** Required work **
Reproduce every line of the records below, unchanged and in the same order.

************

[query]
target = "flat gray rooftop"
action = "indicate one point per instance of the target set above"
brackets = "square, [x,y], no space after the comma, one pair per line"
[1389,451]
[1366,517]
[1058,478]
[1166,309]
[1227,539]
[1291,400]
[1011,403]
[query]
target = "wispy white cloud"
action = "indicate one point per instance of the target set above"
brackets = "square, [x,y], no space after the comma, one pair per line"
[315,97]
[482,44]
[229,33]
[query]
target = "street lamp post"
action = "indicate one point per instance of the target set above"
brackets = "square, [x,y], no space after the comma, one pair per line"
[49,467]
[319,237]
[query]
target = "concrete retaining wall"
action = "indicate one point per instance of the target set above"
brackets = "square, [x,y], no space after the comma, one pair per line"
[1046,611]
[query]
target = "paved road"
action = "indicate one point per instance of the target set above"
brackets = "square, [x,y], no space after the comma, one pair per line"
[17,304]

************

** Worked solution **
[query]
target = "flat gray rooftop"
action = "indicate one point per instance of the target set above"
brackets = "square, [x,y], no space after the comma, one pair per line"
[1389,451]
[1366,517]
[1058,478]
[1166,309]
[1227,539]
[1291,400]
[1011,403]
[query]
target = "wispy white cloud"
action = "indicate one point per instance of the target set above"
brackets = "square, [x,y], no space after the comma, one pair per line"
[315,97]
[482,44]
[229,33]
[query]
target = "street lamp post"
action = "indicate one point per instance of the target set above"
brackets = "square, [x,y], no space after the comma, one pair per line"
[49,467]
[319,237]
[query]
target = "concrete retaining wall"
action = "indicate one point per instance of the target set above"
brackets = "square, [x,y], no space after the comma, one pair per line"
[1046,611]
[query]
target = "paved road"
action = "indicate one point per instance of the target set above"
brackets = "square, [x,y], no space after the comma, one pair per line"
[17,304]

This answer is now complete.